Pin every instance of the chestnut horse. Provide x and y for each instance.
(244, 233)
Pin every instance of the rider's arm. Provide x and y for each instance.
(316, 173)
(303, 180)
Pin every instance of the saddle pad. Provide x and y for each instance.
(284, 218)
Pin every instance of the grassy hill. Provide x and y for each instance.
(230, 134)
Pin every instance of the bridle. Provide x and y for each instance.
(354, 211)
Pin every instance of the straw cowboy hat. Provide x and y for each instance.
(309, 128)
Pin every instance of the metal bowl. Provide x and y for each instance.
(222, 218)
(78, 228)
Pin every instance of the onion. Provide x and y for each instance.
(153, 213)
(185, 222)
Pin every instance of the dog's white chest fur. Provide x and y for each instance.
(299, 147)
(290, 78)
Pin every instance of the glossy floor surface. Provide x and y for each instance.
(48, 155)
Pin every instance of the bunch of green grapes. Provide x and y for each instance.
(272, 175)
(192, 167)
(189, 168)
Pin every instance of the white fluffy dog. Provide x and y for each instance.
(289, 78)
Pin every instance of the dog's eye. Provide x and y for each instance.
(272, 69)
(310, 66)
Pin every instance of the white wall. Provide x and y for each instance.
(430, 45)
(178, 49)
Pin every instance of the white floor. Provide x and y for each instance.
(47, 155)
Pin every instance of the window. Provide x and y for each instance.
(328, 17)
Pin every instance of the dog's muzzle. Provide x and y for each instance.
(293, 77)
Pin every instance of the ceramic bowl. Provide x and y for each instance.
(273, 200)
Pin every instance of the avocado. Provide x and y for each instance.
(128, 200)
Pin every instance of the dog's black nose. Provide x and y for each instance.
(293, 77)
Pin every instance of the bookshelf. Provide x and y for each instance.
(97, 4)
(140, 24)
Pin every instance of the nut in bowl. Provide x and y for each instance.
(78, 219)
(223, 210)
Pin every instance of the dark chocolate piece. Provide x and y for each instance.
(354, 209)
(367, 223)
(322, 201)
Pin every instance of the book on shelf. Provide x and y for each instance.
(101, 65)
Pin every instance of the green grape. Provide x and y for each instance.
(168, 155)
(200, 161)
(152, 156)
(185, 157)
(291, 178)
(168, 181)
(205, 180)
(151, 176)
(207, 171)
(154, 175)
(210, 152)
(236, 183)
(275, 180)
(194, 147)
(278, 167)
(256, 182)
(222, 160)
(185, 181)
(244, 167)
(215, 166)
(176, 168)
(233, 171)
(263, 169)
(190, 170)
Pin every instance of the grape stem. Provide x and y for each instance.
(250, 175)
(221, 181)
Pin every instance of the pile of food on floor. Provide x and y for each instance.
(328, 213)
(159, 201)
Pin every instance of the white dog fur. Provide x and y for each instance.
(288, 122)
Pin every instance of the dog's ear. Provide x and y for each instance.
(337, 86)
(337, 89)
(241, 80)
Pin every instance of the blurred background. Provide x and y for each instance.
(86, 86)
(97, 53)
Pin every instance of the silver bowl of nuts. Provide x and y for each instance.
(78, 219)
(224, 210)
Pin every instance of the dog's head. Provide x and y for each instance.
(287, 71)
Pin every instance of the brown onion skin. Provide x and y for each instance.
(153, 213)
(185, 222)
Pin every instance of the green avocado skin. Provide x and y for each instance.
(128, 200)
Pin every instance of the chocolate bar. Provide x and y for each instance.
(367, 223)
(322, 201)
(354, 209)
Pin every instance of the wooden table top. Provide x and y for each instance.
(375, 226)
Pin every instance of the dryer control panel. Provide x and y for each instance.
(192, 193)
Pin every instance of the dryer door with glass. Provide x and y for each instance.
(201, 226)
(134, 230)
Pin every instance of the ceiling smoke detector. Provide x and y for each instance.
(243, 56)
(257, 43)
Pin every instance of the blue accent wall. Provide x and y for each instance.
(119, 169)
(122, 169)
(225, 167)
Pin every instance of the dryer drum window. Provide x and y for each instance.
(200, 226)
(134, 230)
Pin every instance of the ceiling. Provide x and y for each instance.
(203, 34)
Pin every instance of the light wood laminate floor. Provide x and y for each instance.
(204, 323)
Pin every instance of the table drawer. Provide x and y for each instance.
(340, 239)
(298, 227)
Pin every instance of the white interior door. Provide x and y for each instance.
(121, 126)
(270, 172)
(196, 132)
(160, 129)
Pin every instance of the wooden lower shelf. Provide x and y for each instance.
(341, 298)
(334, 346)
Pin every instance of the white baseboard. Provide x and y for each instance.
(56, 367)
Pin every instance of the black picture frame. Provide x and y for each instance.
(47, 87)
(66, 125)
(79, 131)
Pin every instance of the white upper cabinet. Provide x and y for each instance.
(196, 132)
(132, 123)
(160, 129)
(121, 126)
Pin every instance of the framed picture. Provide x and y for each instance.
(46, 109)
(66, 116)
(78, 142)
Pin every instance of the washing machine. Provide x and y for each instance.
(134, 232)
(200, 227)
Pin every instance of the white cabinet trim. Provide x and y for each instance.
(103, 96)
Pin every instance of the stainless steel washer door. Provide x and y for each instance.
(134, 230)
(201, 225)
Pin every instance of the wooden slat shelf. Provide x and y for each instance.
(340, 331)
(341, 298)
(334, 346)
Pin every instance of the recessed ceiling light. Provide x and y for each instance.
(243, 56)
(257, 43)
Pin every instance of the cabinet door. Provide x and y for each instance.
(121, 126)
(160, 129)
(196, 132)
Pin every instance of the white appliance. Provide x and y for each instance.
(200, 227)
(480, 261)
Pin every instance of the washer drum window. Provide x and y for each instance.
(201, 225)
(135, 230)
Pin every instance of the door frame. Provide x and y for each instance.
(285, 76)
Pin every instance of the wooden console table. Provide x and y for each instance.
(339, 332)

========

TASK INSTRUCTIONS »
Give all the entries again exactly; leave none out.

RESPONSE TO THE TASK »
Pin every instance of the chestnut horse. Provide x and y for each instance.
(244, 233)
Pin every instance of the rider's arm. Provide x and y for each instance.
(316, 173)
(303, 180)
Pin every instance of the saddle pad. Provide x and y for each instance.
(284, 218)
Pin every instance of the grassy hill. Provide x and y for each instance.
(230, 134)
Pin every instance of the bridle. Provide x and y for each instance.
(354, 211)
Pin every instance of the straw cowboy hat. Provide x and y for each instance.
(309, 128)
Pin every instance of the metal bowl. Provide x and y for each instance.
(222, 218)
(78, 228)
Pin every instance of the onion. Provide x and y for each instance.
(153, 213)
(185, 222)
Pin every instance of the dog's white chest fur. Provide x and y for each instance.
(299, 147)
(290, 78)
Pin every instance of the glossy floor surface. Provide x and y for each instance.
(48, 155)
Pin every instance of the bunch of green grapes. Provide x and y for each instance.
(272, 175)
(192, 167)
(189, 168)
Pin every instance of the white fluffy dog. Provide x and y for each instance.
(289, 78)
Pin every instance of the dog's eye. Provide x and y for each instance.
(272, 69)
(310, 66)
Pin every instance of the white wall. Provide x and y for each instance.
(430, 45)
(178, 49)
Pin every instance of the white floor. Provide x and y for each instance.
(47, 155)
Pin every instance of the window. Provide x and y for each instance.
(328, 17)
Pin every instance of the dog's muzzle. Provide x and y for each instance.
(293, 77)
Pin every instance of the ceramic bowl. Provide x and y for each instance.
(273, 200)
Pin every instance of the avocado. Provide x and y for each instance.
(128, 200)
Pin every instance of the dog's black nose. Provide x and y for each instance.
(293, 77)
Pin every instance of the bookshelf. Provide x and y for each instance.
(97, 4)
(140, 24)
Pin every instance of the nut in bowl. Provide x and y for each instance.
(78, 219)
(223, 210)
Pin every instance of the dark chocolate piece. Provide x and y for each instance.
(354, 209)
(367, 223)
(322, 201)
Pin every instance of the book on shelf. Provide x and y for each instance.
(101, 65)
Pin every instance of the green grape. Provide x and y for each instance.
(168, 155)
(200, 161)
(152, 156)
(185, 157)
(291, 178)
(168, 181)
(205, 180)
(151, 176)
(207, 171)
(154, 175)
(210, 152)
(236, 183)
(275, 180)
(194, 147)
(278, 167)
(256, 182)
(222, 160)
(185, 181)
(244, 167)
(215, 166)
(176, 168)
(233, 171)
(263, 169)
(190, 170)
Pin every instance of the grape stem. Provide x and y for each instance.
(250, 175)
(221, 181)
Pin every instance of the pile of food on floor. Provide x and y for each instance.
(328, 213)
(159, 201)
Pin every instance of the white dog fur. Provide x and y for each instance.
(288, 122)
Pin every instance of the dog's ear. Provide x and y for each instance.
(337, 86)
(337, 89)
(241, 80)
Pin every instance of the blurred background. Provide x and y for each instance.
(86, 86)
(97, 53)
Pin every instance of the silver bowl of nuts. Provide x and y for each instance.
(78, 219)
(224, 210)
Pin every instance of the dog's head. Provide x and y for each instance.
(287, 71)
Pin every instance of the brown onion skin. Provide x and y for each instance.
(153, 213)
(185, 222)
Pin every instance of the green avocado skin. Provide x and y for each instance.
(128, 200)
Pin every instance of the chocolate bar. Provide x and y for each instance.
(367, 223)
(322, 201)
(354, 209)
Pin every instance of the wooden table top. Provide x and y for each instance.
(375, 226)
Pin every instance of the dryer control panel. Provide x and y for each instance.
(192, 193)
Pin every instance of the dryer door with glass. Provide x and y for each instance.
(201, 226)
(134, 230)
Pin every instance of the ceiling smoke detector. Provide x and y for each instance.
(243, 56)
(257, 43)
Pin every instance of the blue accent wall. Provide x and y for each instance.
(119, 169)
(122, 169)
(225, 167)
Pin every instance of the dryer drum window. Provide x and y for each instance.
(200, 226)
(134, 230)
Pin every instance of the ceiling. Provide x and y for each instance.
(203, 34)
Pin every instance of the light wood laminate floor. Provide x and y for each instance.
(204, 323)
Pin every instance of the table drawer. Provide x and y for each instance.
(340, 239)
(298, 227)
Pin every instance of the white interior door. Provide x and y for each instance.
(121, 126)
(270, 172)
(196, 132)
(160, 129)
Pin every instance of the wooden lower shelf. Provide x and y for each instance.
(341, 298)
(334, 346)
Pin every instance of the white baseboard. Provide x and y for each instance.
(56, 367)
Pin every instance of the black picture frame. Provide x and y for each instance.
(47, 87)
(66, 125)
(79, 131)
Pin every instance of the white upper cabinet. Provide x and y for each instance.
(196, 132)
(132, 123)
(160, 129)
(121, 126)
Pin every instance of the framed picture. Provide x and y for each instance.
(46, 109)
(66, 116)
(78, 142)
Pin every instance of the washing machine. Provide x and y for each instance.
(134, 232)
(200, 227)
Pin every instance of the white cabinet trim. Provide x and y for each instance.
(103, 96)
Pin every instance of the stainless steel washer door. Provide x and y for each instance.
(134, 230)
(201, 225)
Pin every instance of the wooden slat shelf. Provide x and y for each instance.
(340, 331)
(341, 298)
(334, 346)
Pin every instance of the recessed ceiling light. Provide x and y for each instance.
(243, 56)
(257, 43)
Pin every instance of the cabinet door. Provide x and y for each instance.
(121, 126)
(160, 129)
(196, 132)
Pin every instance of the white appliance. Provide x and y for each instance.
(200, 227)
(480, 261)
Pin every instance of the washer drum window. Provide x and y for each instance.
(201, 225)
(135, 230)
Pin every instance of the door frame. Provide x and y for each instance.
(285, 76)
Pin every instance of the wooden console table. Provide x and y for each instance.
(339, 332)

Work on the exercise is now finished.